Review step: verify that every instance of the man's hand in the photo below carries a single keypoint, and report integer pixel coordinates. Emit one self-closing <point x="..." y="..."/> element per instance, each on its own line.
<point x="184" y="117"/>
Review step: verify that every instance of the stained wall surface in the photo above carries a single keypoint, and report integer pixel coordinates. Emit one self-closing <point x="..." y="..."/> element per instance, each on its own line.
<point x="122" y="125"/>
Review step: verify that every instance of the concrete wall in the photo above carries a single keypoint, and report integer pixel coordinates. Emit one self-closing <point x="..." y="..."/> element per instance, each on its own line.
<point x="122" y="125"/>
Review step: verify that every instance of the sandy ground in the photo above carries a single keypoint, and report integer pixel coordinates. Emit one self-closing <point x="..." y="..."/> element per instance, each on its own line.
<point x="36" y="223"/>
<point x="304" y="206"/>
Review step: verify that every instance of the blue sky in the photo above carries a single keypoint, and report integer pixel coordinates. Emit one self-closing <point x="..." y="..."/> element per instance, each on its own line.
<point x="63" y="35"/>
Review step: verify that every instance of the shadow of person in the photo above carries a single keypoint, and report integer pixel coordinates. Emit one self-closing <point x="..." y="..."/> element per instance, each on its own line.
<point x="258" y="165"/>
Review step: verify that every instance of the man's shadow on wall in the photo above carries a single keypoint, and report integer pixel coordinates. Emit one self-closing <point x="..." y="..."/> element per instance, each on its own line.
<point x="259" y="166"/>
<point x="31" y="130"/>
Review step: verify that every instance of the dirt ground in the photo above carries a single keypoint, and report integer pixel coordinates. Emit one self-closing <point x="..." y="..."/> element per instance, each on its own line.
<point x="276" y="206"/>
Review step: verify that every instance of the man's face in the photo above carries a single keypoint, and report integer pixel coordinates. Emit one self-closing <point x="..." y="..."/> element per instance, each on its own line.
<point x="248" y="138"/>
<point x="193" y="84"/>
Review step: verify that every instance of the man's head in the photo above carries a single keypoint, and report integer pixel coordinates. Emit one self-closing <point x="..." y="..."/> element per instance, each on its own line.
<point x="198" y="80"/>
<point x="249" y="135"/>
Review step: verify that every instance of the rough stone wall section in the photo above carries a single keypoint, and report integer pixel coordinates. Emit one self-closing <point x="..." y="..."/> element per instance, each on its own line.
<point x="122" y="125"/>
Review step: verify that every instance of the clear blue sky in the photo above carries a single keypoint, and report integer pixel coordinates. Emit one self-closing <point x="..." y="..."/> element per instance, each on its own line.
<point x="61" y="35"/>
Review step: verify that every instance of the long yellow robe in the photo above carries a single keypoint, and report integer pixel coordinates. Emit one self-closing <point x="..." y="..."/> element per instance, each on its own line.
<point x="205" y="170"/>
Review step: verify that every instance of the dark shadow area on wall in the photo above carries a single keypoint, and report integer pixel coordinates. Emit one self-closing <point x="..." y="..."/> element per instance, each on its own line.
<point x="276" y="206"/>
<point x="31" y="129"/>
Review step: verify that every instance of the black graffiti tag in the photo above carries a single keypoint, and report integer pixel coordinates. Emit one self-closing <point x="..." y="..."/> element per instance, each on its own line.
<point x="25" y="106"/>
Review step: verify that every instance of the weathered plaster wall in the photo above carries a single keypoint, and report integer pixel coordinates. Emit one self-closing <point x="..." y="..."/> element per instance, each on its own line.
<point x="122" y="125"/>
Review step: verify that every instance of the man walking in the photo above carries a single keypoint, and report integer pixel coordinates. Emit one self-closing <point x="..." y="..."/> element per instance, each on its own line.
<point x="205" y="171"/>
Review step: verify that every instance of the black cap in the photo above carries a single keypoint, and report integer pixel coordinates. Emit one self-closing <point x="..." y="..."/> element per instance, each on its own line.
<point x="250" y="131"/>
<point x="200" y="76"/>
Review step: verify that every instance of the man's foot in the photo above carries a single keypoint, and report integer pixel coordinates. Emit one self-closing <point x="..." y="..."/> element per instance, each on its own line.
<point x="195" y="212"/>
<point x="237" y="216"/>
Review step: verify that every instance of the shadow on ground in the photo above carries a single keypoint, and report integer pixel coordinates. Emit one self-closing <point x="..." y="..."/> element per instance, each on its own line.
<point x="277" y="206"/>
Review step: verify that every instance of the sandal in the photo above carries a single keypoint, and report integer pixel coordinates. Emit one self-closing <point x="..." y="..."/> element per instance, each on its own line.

= WHAT IS EXPECTED =
Your answer should be the listing itself, repeated exactly.

= ANSWER SECTION =
Review step: verify that every instance of the man's hand in the photo below carries a single keypoint, and report integer pixel coordinates. Emit one self-closing <point x="..." y="..."/> element per instance, each on its own line.
<point x="184" y="117"/>
Review step: verify that every instance of the stained wall surface in the photo above carries a single keypoint, and report integer pixel coordinates. Emit one self-closing <point x="..." y="..."/> element per instance, each on its own line.
<point x="122" y="125"/>
Review step: verify that every instance of the concrete wall in the photo above carries a single keypoint, and report integer pixel coordinates. Emit one self-closing <point x="..." y="..."/> element per instance, each on its own line.
<point x="122" y="125"/>
Review step: verify that every instance of the sandy ground in the photo above carries a single keypoint, and report integer pixel coordinates. Emit one self-closing <point x="..." y="..."/> element per instance, each on its own line.
<point x="36" y="223"/>
<point x="304" y="206"/>
Review step: verify that every instance of the blue sky in the photo above carries a single keypoint, and report integer pixel coordinates. Emit one self-closing <point x="..." y="..."/> element per instance, each on its own line.
<point x="63" y="35"/>
Review step: verify that every instance of the shadow of person in the photo above carries a single keypoint, and report integer pixel coordinates. Emit one self-closing <point x="..." y="..."/> element per instance, each on its own line.
<point x="258" y="165"/>
Review step: verify that every instance of the man's shadow on wall in the photo above carries a single keypoint, and report integer pixel coordinates. Emit one self-closing <point x="..." y="..."/> element per instance, each on its own line.
<point x="259" y="166"/>
<point x="31" y="130"/>
Review step: verify that every instance of the dirt ground in the photo above carries a single keypoint, and report integer pixel coordinates. Emit one self-closing <point x="..." y="..."/> element per instance, each on its own line.
<point x="276" y="206"/>
Review step: verify that every instance of the man's face in the photo above carries a single keypoint, and report integer pixel coordinates. Emit one self-closing <point x="..." y="..."/> element per instance, each on its own line.
<point x="248" y="138"/>
<point x="193" y="84"/>
Review step: verify that every instance of the man's head in the photo above carries a single keypoint, and report integer pixel coordinates. Emit one self-closing <point x="..." y="..."/> element per instance, each on its own line.
<point x="198" y="80"/>
<point x="249" y="135"/>
Review step: verify that every instance of the rough stone wall section in the photo above carries a single keypoint, and report integer pixel coordinates. Emit one self-closing <point x="..." y="..."/> element per instance, each on its own line.
<point x="122" y="125"/>
Review step: verify that every instance of the clear blue sky in the photo above carries a single keypoint, and report integer pixel coordinates. Emit one self-closing <point x="..." y="..."/> element per instance, each on its own line.
<point x="61" y="35"/>
Review step: verify that every instance of the long yellow robe in the photo above carries a single keypoint, and report integer pixel coordinates. Emit one self-closing <point x="..." y="..."/> element per instance, each on its own line.
<point x="205" y="170"/>
Review step: verify that every instance of the dark shadow area on wall in the photo above carries a single keypoint, and report integer pixel coordinates. Emit one self-closing <point x="..." y="..."/> element per instance, each on its own line.
<point x="276" y="206"/>
<point x="31" y="129"/>
Review step: verify that every instance of the black graffiti tag in the photo above carries a single keypoint, and report integer pixel coordinates. Emit one self-closing <point x="..." y="..."/> element per instance, each on its own line.
<point x="25" y="106"/>
Review step: verify that every instance of the weathered plaster wall in the photo above carries a single keypoint, and report integer pixel coordinates. Emit one self-closing <point x="..." y="..."/> element per instance, each on its own line.
<point x="122" y="125"/>
Review step: verify that every instance of the man walking in the photo above carries a single keypoint, and report integer pixel coordinates. Emit one self-closing <point x="..." y="..."/> element per instance, each on its own line.
<point x="205" y="171"/>
Review step: verify that every instance of the black cap in the photo above carries a single keypoint, and report integer pixel coordinates. Emit one self-closing <point x="..." y="..."/> element per instance, each on its own line.
<point x="250" y="131"/>
<point x="200" y="76"/>
Review step: verify that every instance of the man's foot in the photo above carries a single keypoint, and report integer pixel coordinates. Emit one self-closing <point x="..." y="..."/> element per instance, each on its own line.
<point x="195" y="212"/>
<point x="237" y="216"/>
Review step: verify that every instance of the shadow on ground in the photo above carries a single keypoint, and report integer pixel coordinates. Emit one self-closing <point x="..." y="..."/> element per instance, each on its own line.
<point x="277" y="206"/>
Review step: verify that every instance of the sandal in the photo above carries a single keypoint, and report integer pixel coordinates. Emit one self-closing <point x="..." y="..."/> element per instance, each on its own line.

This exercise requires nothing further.